• [Task details] Every line below must be reproduced exactly. Copy them all.

• [Data extract]
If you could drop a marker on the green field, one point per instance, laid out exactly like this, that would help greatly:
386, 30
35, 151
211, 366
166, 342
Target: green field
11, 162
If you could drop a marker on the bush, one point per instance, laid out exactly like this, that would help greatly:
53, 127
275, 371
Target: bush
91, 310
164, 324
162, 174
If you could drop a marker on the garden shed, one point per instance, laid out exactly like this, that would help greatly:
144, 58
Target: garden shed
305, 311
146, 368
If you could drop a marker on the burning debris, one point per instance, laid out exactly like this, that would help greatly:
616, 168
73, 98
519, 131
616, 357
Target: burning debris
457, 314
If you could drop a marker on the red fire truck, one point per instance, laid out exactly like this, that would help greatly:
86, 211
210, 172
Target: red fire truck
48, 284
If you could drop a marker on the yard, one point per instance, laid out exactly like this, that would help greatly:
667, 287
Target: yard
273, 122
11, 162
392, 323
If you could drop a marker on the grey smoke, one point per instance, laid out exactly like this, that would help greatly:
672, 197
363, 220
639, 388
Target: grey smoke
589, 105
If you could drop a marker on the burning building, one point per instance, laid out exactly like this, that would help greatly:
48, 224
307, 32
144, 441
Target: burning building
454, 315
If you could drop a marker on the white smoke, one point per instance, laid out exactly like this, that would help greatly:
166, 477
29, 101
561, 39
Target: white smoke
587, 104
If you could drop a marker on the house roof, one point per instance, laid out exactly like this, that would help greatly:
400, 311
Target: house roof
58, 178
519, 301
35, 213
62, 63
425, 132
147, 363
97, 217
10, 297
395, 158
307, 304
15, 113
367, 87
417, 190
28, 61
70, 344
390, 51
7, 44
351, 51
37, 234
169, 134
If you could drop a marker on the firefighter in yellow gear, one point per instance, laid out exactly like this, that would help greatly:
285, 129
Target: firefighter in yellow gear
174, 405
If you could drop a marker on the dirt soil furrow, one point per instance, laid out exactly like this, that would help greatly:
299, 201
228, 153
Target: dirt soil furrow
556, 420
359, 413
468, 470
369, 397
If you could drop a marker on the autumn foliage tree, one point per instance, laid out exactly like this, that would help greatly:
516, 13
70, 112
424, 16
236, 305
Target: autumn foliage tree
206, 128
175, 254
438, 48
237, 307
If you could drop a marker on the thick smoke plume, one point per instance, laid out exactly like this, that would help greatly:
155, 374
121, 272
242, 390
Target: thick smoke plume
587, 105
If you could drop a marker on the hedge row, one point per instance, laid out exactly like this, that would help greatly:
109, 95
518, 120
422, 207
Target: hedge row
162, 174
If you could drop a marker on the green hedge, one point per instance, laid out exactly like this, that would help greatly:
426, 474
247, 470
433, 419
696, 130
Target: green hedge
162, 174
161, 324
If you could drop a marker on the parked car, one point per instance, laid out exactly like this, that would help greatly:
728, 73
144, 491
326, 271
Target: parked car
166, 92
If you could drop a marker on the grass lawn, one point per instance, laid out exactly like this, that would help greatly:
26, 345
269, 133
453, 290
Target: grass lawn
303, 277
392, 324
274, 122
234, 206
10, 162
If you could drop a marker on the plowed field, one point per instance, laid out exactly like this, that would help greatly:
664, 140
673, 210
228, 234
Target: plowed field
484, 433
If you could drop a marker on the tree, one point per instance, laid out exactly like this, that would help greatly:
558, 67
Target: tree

• [Response to the task]
If you could drop a marker on the green field, one point per instance, laid out exactly like this, that would help greatly:
386, 30
35, 151
211, 366
166, 342
Target: green field
11, 162
If you could drop a marker on the bush, one point per instance, laid out exactly like this, that would help greatly:
53, 127
275, 371
Target: bush
91, 310
164, 324
162, 174
If you could drop a marker on the garden shed, one point per instance, laid out exactly like this, that would help greatly:
144, 58
Target: garden shed
305, 311
146, 368
If you could drop a marker on the burning debris, one point per instance, laid out exactly like this, that would help greatly:
616, 168
73, 98
519, 131
616, 357
Target: burning debris
457, 314
If you could drop a marker on the red fire truck, one point per instance, laid out exactly like this, that would help greatly:
86, 211
210, 172
Target: red fire truck
48, 284
If you could drop a marker on the yard, one point per instance, laid out exactly like this, that would help greatly:
667, 287
Target: yard
273, 122
11, 162
392, 323
If you could drop a marker on the grey smoke, one point per instance, laid out exactly like this, that would help greatly:
672, 197
363, 220
639, 388
Target: grey smoke
589, 105
If you could drop a marker on the burning building, one point per instance, laid out exactly like this, that would help greatly:
48, 224
307, 32
144, 441
Target: burning building
454, 315
If you could drop a marker on the white smoke, one point per instance, laid out exactly like this, that would help greatly:
166, 477
29, 101
561, 39
Target: white smoke
587, 104
If you could drop a marker on the house roof, one point per instance, laid out exactly like this, that would help greatly:
400, 311
Target: house roof
58, 178
519, 301
35, 213
62, 63
425, 132
147, 363
97, 217
10, 297
395, 158
307, 304
15, 113
367, 87
417, 190
28, 61
70, 344
390, 51
7, 44
351, 51
37, 234
169, 134
If you could drop a marker on the firefighter in yellow gear, one point per instance, laid out exactly like this, that would help greatly:
285, 129
Target: firefighter in yellow gear
174, 405
If you could drop a marker on the dirt soil furrow, one point per instance, laid out exactly like this, that would help greatly:
299, 201
228, 153
Target: dirt soil furrow
556, 420
359, 413
468, 470
369, 397
If you could drop a marker on the autumn foliage tree, one point per instance, laid out exactly like this, that would help greatly:
516, 13
70, 112
424, 16
236, 305
Target: autumn foliage tree
206, 128
175, 254
438, 48
237, 307
If you could drop a marker on the thick smoke plume, one point per instance, laid out exactly like this, that would help greatly:
155, 374
121, 272
242, 390
Target: thick smoke plume
587, 105
If you could drop a marker on the hedge row, one point per instance, laid out exactly like this, that would help greatly:
109, 95
518, 120
422, 207
Target: hedge row
162, 174
If you could drop a marker on the green hedge, one point per instance, laid out exactly like this, that would help greatly:
426, 474
247, 470
433, 419
696, 130
Target: green hedge
162, 174
161, 324
If you could drop a marker on the parked car, one point per instance, laid out exactly like this, that would help greatly:
728, 73
144, 491
326, 271
Target: parked car
166, 92
If you could drop a marker on the grass lawn, one point per instance, laid out exactly like this, that would help greatly:
26, 345
269, 133
453, 290
Target: grass lawn
303, 277
392, 324
274, 122
234, 206
10, 162
If you could drop a marker on the plowed field, one point per instance, laid out exactly like this, that would help greatly:
664, 140
673, 210
228, 234
Target: plowed field
484, 433
If you could drop a marker on the tree, one point per instance, laid out exactly like this, that would help greatly:
558, 67
Target: tree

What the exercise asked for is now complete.